In the data below, convert everything from the line containing "Look at the photo above. For each instance of the maroon" down to the end of the data into a numbered list, omitting blank lines. Leave the pictures out of the list.

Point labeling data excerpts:
↓

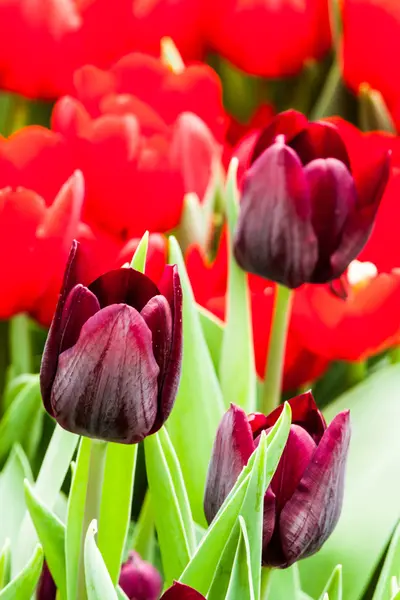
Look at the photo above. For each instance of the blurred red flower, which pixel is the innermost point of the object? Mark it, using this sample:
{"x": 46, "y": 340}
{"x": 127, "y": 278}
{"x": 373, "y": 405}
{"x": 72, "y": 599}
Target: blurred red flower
{"x": 143, "y": 84}
{"x": 209, "y": 280}
{"x": 56, "y": 37}
{"x": 365, "y": 21}
{"x": 272, "y": 38}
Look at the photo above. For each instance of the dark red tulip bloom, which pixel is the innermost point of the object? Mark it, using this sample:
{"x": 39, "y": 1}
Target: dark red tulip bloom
{"x": 303, "y": 218}
{"x": 303, "y": 503}
{"x": 111, "y": 364}
{"x": 139, "y": 579}
{"x": 180, "y": 591}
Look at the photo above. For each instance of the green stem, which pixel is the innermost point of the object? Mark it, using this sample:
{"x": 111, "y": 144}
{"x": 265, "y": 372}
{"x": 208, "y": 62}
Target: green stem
{"x": 325, "y": 100}
{"x": 356, "y": 372}
{"x": 20, "y": 345}
{"x": 266, "y": 573}
{"x": 276, "y": 349}
{"x": 92, "y": 504}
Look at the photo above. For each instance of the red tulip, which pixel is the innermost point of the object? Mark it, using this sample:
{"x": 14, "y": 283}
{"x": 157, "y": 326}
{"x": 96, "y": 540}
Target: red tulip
{"x": 180, "y": 591}
{"x": 282, "y": 233}
{"x": 35, "y": 245}
{"x": 143, "y": 84}
{"x": 111, "y": 364}
{"x": 57, "y": 37}
{"x": 366, "y": 62}
{"x": 303, "y": 503}
{"x": 135, "y": 181}
{"x": 269, "y": 38}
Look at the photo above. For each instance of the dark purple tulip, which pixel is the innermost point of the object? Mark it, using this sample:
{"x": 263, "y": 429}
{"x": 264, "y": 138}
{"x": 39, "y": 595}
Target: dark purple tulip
{"x": 112, "y": 360}
{"x": 303, "y": 217}
{"x": 139, "y": 579}
{"x": 303, "y": 503}
{"x": 179, "y": 591}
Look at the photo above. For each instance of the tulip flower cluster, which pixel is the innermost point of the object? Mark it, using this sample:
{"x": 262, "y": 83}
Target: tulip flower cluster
{"x": 199, "y": 308}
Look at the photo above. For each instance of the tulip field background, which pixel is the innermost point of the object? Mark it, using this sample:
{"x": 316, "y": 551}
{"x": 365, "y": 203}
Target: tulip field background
{"x": 199, "y": 278}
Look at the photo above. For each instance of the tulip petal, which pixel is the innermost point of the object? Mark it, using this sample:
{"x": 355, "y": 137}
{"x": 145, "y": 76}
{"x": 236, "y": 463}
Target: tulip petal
{"x": 333, "y": 198}
{"x": 358, "y": 226}
{"x": 180, "y": 591}
{"x": 124, "y": 286}
{"x": 305, "y": 413}
{"x": 311, "y": 514}
{"x": 289, "y": 123}
{"x": 80, "y": 305}
{"x": 320, "y": 140}
{"x": 106, "y": 385}
{"x": 49, "y": 364}
{"x": 232, "y": 449}
{"x": 274, "y": 236}
{"x": 170, "y": 287}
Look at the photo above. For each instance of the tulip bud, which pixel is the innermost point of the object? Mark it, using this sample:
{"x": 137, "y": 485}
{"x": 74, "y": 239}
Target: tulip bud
{"x": 302, "y": 216}
{"x": 303, "y": 502}
{"x": 112, "y": 360}
{"x": 139, "y": 579}
{"x": 180, "y": 591}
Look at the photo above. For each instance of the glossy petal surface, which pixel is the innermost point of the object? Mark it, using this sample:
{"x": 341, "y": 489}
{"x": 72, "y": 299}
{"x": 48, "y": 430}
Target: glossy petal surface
{"x": 106, "y": 385}
{"x": 233, "y": 447}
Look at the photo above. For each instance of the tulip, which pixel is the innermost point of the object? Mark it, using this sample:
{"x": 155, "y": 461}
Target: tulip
{"x": 302, "y": 216}
{"x": 180, "y": 591}
{"x": 303, "y": 503}
{"x": 111, "y": 364}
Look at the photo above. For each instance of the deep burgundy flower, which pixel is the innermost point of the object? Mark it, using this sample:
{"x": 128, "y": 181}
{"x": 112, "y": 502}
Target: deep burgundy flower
{"x": 180, "y": 591}
{"x": 303, "y": 218}
{"x": 303, "y": 503}
{"x": 139, "y": 579}
{"x": 111, "y": 364}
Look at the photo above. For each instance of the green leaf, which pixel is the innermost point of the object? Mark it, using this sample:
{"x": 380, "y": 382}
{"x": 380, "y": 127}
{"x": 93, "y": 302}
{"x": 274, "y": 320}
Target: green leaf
{"x": 5, "y": 564}
{"x": 47, "y": 487}
{"x": 51, "y": 533}
{"x": 23, "y": 585}
{"x": 99, "y": 585}
{"x": 241, "y": 582}
{"x": 391, "y": 567}
{"x": 199, "y": 405}
{"x": 362, "y": 533}
{"x": 139, "y": 258}
{"x": 16, "y": 424}
{"x": 75, "y": 514}
{"x": 115, "y": 510}
{"x": 246, "y": 499}
{"x": 170, "y": 505}
{"x": 143, "y": 537}
{"x": 13, "y": 507}
{"x": 236, "y": 369}
{"x": 333, "y": 588}
{"x": 213, "y": 331}
{"x": 285, "y": 583}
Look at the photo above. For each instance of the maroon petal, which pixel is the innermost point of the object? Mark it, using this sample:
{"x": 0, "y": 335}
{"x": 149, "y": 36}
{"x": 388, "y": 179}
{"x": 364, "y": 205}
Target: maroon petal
{"x": 51, "y": 350}
{"x": 170, "y": 287}
{"x": 124, "y": 286}
{"x": 305, "y": 413}
{"x": 294, "y": 460}
{"x": 232, "y": 449}
{"x": 358, "y": 226}
{"x": 289, "y": 123}
{"x": 106, "y": 385}
{"x": 274, "y": 236}
{"x": 333, "y": 197}
{"x": 311, "y": 514}
{"x": 80, "y": 305}
{"x": 320, "y": 140}
{"x": 180, "y": 591}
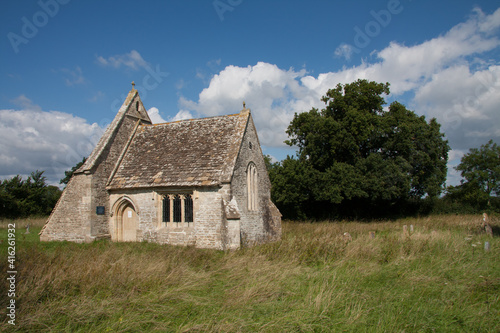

↑

[Task output]
1. Look at the photo above. For each instance of the maroon petal, which pixel is the innermost point of the object? Mark it, using this sample:
2. {"x": 0, "y": 335}
3. {"x": 149, "y": 36}
4. {"x": 388, "y": 179}
5. {"x": 364, "y": 205}
6. Target: maroon petal
7. {"x": 51, "y": 350}
8. {"x": 170, "y": 287}
9. {"x": 124, "y": 286}
10. {"x": 305, "y": 413}
11. {"x": 294, "y": 460}
12. {"x": 232, "y": 449}
13. {"x": 358, "y": 226}
14. {"x": 289, "y": 123}
15. {"x": 106, "y": 385}
16. {"x": 274, "y": 236}
17. {"x": 333, "y": 197}
18. {"x": 311, "y": 514}
19. {"x": 80, "y": 305}
20. {"x": 320, "y": 140}
21. {"x": 180, "y": 591}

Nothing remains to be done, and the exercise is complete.